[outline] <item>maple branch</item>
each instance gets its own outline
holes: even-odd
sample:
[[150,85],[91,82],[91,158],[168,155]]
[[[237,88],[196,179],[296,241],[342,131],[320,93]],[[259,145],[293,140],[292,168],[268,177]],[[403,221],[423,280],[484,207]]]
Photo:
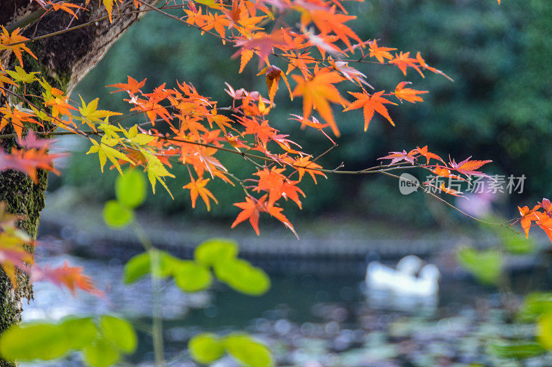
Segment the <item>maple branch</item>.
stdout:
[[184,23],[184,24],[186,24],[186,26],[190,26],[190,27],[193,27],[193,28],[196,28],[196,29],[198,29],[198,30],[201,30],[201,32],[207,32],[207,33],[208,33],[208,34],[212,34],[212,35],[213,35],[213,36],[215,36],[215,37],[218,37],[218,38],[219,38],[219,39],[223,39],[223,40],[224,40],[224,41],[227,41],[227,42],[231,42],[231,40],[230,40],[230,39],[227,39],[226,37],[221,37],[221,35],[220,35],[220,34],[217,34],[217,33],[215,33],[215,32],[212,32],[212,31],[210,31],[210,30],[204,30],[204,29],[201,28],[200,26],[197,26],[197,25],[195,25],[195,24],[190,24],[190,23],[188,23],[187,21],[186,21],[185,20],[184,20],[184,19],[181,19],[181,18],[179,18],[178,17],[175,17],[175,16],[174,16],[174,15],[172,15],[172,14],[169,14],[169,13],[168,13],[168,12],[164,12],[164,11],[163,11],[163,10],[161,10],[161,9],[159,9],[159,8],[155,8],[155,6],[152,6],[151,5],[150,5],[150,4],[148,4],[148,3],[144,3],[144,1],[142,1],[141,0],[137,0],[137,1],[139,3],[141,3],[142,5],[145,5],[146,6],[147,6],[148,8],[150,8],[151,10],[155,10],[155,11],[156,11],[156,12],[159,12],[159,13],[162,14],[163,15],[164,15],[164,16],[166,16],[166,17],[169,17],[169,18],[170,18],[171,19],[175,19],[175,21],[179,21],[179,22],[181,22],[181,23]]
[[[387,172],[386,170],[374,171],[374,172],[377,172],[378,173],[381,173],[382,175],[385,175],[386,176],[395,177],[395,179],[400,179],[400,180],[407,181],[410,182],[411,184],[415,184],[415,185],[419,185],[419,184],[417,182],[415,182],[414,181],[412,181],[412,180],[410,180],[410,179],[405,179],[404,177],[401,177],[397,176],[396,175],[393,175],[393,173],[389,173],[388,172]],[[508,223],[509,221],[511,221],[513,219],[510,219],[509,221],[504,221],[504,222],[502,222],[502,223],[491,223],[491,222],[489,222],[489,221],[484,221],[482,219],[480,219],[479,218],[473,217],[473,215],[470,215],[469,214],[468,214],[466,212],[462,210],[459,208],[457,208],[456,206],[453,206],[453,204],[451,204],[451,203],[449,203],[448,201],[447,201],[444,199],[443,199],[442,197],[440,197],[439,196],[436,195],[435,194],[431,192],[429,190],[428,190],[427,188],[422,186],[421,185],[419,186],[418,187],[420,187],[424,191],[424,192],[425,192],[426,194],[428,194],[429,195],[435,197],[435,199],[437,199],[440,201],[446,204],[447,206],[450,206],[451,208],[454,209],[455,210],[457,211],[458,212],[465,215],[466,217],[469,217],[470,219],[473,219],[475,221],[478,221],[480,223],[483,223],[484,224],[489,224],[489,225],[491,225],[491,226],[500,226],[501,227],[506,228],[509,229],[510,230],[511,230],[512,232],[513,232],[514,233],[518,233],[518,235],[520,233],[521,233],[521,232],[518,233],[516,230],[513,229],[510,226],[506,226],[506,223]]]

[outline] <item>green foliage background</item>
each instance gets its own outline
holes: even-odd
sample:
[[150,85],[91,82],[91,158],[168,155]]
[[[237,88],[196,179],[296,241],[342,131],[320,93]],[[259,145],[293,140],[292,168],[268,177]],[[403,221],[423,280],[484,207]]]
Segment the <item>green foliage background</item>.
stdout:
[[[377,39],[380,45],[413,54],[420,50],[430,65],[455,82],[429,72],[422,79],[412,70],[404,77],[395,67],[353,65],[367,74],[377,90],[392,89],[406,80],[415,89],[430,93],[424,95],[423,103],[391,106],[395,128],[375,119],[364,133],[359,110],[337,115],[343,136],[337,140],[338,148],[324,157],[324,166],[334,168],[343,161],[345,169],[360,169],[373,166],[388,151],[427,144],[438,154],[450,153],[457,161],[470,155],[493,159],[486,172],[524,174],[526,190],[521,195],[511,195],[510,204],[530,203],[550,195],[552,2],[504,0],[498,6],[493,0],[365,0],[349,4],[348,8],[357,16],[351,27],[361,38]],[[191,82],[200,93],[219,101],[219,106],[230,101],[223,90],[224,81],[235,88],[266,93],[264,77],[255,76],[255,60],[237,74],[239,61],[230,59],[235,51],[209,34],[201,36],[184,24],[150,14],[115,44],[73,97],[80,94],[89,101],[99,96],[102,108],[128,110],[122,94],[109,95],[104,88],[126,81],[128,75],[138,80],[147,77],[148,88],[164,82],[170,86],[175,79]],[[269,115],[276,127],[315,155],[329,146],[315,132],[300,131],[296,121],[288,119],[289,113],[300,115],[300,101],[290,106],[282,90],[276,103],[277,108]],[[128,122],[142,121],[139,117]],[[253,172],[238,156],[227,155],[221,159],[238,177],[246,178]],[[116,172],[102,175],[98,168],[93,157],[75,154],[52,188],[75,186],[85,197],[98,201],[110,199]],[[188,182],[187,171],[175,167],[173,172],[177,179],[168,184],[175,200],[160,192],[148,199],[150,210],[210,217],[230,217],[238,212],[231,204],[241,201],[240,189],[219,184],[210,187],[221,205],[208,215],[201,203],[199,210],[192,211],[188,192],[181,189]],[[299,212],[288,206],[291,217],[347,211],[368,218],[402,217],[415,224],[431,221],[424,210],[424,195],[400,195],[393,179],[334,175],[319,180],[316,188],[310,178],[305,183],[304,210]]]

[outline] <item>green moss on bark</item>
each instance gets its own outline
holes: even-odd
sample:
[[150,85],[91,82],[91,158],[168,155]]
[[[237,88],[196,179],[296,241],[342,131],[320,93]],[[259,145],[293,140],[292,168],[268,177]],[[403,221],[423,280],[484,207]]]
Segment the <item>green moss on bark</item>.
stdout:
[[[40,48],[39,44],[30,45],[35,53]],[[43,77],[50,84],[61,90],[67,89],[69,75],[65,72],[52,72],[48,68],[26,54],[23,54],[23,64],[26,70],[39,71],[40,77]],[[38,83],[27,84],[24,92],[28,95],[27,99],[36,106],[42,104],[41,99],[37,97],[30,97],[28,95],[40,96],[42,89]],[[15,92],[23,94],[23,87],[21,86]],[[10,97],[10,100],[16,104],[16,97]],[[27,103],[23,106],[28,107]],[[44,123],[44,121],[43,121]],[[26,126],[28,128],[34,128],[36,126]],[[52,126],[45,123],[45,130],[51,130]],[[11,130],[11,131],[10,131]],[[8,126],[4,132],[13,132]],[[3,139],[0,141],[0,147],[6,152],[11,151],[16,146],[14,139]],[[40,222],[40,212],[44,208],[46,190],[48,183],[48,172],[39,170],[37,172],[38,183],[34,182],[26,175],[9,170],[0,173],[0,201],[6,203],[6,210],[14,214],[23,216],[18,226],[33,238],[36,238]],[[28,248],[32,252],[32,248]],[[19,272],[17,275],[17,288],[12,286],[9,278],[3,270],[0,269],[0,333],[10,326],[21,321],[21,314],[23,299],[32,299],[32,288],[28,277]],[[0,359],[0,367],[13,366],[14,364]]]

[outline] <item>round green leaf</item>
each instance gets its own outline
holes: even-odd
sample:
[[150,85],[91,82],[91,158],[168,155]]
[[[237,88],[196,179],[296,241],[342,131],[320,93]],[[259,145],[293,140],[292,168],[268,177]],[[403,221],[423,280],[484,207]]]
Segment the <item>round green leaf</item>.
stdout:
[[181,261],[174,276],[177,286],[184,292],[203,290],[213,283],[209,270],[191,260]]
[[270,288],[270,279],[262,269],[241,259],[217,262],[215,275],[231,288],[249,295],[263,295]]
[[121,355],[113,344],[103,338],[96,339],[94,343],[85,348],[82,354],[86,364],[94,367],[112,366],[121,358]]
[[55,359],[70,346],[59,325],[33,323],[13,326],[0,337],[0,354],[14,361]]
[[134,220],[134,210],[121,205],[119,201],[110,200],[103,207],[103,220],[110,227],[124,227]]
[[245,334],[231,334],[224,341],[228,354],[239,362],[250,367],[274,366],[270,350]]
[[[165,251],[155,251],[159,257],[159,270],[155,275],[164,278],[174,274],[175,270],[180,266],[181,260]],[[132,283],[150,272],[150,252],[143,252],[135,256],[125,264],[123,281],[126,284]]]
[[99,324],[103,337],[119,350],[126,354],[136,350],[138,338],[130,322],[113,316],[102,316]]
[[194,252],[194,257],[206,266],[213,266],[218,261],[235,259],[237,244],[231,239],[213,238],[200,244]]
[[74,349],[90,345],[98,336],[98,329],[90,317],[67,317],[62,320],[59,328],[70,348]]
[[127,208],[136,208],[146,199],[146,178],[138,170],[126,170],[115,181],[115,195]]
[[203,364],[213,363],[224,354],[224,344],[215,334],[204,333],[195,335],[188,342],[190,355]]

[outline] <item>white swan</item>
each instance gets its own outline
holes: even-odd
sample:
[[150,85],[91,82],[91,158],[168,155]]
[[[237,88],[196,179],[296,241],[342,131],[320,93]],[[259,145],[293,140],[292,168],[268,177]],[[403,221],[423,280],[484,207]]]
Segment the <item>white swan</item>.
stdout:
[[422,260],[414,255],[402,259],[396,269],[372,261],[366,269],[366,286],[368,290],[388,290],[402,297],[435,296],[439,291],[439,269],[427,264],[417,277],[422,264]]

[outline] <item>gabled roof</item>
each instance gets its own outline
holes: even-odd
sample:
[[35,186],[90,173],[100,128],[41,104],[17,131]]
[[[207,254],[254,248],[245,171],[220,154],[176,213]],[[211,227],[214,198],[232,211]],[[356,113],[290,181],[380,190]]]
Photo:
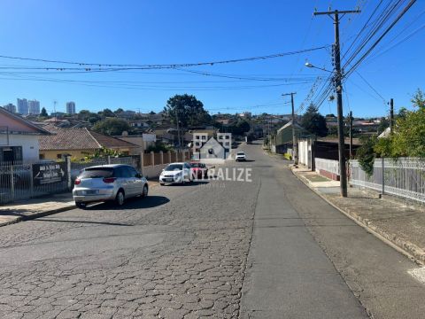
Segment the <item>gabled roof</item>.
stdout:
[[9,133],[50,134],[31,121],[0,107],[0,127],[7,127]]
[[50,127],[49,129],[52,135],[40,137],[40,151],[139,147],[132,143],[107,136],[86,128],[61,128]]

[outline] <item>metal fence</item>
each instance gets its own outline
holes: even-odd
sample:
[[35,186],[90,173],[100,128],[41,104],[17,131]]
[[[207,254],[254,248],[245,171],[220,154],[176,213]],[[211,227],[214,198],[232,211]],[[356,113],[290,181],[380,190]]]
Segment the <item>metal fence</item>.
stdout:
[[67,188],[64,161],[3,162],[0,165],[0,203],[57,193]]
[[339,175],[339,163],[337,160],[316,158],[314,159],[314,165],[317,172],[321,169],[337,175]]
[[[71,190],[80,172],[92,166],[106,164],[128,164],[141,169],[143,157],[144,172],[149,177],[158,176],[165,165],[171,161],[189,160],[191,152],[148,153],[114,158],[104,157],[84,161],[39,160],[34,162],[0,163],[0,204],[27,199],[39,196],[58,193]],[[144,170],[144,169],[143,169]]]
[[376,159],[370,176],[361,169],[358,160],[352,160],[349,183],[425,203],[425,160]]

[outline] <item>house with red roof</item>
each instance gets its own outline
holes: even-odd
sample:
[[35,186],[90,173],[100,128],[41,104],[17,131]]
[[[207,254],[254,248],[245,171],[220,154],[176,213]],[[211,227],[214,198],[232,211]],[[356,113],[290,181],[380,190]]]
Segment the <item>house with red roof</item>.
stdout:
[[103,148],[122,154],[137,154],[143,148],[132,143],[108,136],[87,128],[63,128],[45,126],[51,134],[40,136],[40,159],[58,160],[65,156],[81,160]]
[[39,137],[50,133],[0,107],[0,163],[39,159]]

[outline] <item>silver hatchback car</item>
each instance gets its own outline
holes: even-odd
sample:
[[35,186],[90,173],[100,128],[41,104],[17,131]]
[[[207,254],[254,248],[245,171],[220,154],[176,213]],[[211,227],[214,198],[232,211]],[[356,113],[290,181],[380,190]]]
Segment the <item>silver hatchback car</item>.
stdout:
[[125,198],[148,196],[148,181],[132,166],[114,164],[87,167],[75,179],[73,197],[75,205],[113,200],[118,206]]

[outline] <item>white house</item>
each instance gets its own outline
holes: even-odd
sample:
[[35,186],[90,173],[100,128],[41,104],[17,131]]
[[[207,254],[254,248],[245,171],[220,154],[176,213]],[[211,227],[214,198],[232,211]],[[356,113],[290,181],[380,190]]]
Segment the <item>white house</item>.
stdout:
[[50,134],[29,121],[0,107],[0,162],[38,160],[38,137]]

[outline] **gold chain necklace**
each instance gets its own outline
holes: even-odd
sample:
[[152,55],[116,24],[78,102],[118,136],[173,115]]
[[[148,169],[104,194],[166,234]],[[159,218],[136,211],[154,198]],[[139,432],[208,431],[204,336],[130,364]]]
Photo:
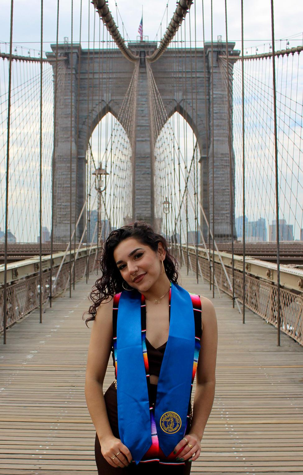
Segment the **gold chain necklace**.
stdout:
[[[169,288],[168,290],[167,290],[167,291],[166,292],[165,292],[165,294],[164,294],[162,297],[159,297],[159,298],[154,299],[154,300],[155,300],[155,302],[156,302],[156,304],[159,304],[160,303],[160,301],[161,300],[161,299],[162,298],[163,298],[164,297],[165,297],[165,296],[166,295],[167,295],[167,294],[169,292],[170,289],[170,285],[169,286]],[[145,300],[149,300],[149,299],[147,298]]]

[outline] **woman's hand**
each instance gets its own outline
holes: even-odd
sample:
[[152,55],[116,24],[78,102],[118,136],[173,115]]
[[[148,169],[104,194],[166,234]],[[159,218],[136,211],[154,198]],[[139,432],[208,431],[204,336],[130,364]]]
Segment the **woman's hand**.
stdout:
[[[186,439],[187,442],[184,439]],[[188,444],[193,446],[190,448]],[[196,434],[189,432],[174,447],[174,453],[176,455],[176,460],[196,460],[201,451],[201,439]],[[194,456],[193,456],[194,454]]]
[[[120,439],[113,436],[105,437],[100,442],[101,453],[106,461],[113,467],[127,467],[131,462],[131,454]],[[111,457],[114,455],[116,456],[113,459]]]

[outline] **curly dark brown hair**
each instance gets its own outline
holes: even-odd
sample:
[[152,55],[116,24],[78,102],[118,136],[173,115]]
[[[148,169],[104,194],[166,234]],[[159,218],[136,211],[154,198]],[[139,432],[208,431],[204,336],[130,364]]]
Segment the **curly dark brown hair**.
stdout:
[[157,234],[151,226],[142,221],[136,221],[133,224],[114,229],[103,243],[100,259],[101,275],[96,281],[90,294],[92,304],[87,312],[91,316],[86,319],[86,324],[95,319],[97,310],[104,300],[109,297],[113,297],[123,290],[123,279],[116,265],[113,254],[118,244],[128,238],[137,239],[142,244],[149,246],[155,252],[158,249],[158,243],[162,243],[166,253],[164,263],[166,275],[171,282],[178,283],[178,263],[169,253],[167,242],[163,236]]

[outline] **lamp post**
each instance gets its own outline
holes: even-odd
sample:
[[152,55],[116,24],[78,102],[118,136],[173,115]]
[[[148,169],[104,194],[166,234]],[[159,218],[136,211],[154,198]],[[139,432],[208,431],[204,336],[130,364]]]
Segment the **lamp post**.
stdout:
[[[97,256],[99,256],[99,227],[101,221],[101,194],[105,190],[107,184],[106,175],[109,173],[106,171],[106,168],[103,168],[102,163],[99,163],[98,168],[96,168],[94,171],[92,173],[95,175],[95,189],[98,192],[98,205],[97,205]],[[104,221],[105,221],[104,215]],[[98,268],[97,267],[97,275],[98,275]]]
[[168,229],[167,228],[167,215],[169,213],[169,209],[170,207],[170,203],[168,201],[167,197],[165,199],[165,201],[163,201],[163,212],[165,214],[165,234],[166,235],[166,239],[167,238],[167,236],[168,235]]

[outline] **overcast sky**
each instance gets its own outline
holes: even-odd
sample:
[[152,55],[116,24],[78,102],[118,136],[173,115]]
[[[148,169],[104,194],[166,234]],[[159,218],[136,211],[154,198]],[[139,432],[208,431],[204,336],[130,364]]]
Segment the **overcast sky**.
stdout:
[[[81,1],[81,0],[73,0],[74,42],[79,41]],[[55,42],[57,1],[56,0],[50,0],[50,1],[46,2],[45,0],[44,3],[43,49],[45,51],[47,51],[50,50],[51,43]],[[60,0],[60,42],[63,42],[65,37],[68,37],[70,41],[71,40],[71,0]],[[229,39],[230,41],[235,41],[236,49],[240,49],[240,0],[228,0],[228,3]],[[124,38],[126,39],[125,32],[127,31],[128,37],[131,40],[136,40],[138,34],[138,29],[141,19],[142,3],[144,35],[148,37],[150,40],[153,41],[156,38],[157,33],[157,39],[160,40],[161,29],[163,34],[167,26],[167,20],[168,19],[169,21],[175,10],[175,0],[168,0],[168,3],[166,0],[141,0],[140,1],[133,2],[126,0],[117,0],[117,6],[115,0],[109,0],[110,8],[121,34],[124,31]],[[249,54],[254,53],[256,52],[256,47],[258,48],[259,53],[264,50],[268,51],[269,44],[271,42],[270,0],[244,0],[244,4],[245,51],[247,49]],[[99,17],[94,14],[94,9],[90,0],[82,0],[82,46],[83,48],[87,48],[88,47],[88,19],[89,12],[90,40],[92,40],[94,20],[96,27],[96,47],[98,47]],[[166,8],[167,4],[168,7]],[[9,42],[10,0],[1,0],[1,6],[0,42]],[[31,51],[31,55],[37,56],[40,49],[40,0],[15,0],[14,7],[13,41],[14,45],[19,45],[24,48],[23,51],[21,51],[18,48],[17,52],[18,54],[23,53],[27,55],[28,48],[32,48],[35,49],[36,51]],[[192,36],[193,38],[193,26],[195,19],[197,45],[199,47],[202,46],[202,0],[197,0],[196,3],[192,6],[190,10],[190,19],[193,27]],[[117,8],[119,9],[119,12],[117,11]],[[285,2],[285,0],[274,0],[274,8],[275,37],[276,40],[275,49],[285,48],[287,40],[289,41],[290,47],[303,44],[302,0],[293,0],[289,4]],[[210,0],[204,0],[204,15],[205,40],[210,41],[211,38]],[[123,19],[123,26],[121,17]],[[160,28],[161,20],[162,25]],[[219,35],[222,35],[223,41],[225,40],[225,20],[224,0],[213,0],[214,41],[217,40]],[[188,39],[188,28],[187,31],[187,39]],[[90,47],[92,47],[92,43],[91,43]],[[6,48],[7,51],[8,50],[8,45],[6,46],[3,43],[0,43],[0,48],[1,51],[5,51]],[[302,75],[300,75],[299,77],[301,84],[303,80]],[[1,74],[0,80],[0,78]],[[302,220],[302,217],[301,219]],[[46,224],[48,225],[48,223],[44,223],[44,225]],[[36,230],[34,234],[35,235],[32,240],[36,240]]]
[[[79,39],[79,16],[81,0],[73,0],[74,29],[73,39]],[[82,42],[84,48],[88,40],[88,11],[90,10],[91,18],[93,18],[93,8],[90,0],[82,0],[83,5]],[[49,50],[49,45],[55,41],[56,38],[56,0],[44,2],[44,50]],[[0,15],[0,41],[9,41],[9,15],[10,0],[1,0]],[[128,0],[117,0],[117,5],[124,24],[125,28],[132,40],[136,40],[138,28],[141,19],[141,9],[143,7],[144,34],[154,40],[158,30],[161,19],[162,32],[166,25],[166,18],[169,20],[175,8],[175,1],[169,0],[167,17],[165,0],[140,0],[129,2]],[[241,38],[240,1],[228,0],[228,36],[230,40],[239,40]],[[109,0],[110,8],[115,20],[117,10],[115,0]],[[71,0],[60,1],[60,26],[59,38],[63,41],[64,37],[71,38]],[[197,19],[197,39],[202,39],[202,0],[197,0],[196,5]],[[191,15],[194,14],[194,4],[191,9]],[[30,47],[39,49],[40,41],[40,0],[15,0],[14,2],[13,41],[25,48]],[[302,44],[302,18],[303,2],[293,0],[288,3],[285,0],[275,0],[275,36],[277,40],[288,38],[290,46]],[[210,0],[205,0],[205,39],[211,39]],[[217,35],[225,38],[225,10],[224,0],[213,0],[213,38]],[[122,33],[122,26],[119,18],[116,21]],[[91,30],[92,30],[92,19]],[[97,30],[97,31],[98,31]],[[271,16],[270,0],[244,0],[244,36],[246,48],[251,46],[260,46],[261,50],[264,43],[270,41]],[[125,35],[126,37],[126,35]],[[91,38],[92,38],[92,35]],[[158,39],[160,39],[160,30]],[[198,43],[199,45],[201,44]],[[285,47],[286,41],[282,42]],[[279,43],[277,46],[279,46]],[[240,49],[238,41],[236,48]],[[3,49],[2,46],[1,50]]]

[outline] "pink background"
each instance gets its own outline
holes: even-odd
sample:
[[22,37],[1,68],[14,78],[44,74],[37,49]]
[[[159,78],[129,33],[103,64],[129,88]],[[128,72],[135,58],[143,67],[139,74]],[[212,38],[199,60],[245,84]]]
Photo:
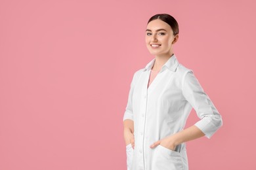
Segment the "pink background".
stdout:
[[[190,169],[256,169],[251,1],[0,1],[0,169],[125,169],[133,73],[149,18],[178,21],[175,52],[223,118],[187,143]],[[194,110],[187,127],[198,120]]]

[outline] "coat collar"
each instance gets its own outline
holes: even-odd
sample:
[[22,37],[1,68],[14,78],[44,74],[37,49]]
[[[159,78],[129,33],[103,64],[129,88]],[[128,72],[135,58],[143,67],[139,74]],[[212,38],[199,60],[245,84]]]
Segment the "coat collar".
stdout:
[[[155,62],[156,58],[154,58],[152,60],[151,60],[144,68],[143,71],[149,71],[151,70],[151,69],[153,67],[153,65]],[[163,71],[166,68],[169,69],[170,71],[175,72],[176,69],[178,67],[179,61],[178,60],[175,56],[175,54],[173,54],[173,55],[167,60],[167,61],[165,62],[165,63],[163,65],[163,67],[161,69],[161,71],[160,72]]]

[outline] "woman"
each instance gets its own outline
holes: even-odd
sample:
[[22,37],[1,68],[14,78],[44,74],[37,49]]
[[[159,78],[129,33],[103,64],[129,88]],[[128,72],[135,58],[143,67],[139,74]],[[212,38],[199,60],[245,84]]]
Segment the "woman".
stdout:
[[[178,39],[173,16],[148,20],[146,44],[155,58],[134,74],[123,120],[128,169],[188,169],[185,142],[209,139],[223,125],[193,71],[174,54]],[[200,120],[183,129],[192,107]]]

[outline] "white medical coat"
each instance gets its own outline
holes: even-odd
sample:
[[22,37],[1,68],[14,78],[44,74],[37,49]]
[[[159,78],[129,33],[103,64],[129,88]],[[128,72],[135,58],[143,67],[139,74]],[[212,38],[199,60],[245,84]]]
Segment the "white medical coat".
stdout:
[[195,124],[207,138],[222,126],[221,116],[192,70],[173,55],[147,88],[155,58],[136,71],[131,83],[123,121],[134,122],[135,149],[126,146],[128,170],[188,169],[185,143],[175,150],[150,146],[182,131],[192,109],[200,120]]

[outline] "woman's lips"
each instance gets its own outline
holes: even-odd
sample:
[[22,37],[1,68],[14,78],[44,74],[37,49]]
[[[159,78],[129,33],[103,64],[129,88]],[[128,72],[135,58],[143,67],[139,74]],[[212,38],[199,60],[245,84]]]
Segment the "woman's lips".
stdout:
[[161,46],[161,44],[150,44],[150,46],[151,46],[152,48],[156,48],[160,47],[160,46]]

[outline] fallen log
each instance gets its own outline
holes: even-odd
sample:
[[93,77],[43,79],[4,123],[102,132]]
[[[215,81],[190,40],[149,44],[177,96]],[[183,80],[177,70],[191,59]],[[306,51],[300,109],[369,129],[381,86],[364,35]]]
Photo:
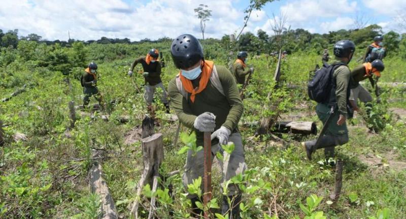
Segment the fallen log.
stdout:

DIRECTION. Update the part that opens with the line containing "[outline] <item>white house</item>" and closes with the line containing "[[50,134],[29,121],[0,107],[0,162],[38,160],[38,137]]": write those lines again with "white house" changed to "red barn" and everything else left the same.

COMPLETE OUTPUT.
[outline] <item>red barn</item>
each instance gets its own outline
holes: even-odd
sample:
[[35,186],[90,173],[100,128],[41,104],[17,131]]
[[[207,254],[254,248],[245,171],[220,154],[176,213]],[[211,227],[214,198],[232,211]],[[356,113],[290,181],[380,190]]]
Segment the <item>red barn</item>.
stdout:
[[50,134],[29,121],[0,107],[0,162],[38,160],[38,137]]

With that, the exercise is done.